* _Work request_
Give the lines below again, exactly as they stand, and leave out the images.

* _Given data_
-=-=-=-=-
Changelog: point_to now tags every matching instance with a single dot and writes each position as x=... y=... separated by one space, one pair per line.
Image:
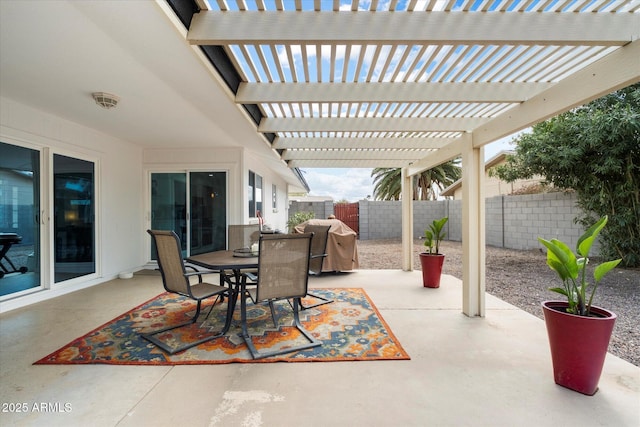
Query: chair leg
x=323 y=299
x=273 y=314
x=151 y=336
x=256 y=354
-=-=-=-=-
* _Task result_
Changelog: point_to now tags every matching instance with a single dot and writes each position as x=... y=... separated by one space, one pair per line.
Image:
Query: chair leg
x=323 y=299
x=273 y=314
x=151 y=336
x=256 y=354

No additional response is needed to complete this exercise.